Challenge →
Write out the rows again, from the line containing "Indicate the green" through the end, with the requests included. Add 112 to every number in the answer coordinates, and leave the requests and their sample coordinates unchanged.

Rows from a point labeling set
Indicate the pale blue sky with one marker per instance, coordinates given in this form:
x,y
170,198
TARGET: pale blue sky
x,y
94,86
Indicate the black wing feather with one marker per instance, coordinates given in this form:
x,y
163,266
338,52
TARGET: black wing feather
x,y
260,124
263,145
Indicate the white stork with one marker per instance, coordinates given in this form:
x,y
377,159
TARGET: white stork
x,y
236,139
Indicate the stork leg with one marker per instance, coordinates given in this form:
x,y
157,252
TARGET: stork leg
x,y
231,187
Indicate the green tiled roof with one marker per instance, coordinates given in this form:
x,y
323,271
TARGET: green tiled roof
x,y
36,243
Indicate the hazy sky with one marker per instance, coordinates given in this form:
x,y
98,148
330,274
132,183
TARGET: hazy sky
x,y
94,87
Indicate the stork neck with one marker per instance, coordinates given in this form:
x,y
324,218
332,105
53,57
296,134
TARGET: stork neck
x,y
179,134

Expected output →
Indicate the green tiled roof with one marker per instance, coordinates given in this form:
x,y
323,271
TARGET: green tiled roof
x,y
148,355
Indicate the hazy sky with one marker per instance, coordinates given in this form:
x,y
98,148
330,274
132,183
TARGET: hazy sky
x,y
206,199
Indicate the stork neck with one marker per instance, coordinates given in this form:
x,y
324,218
332,105
53,57
296,134
TARGET: stork neck
x,y
291,246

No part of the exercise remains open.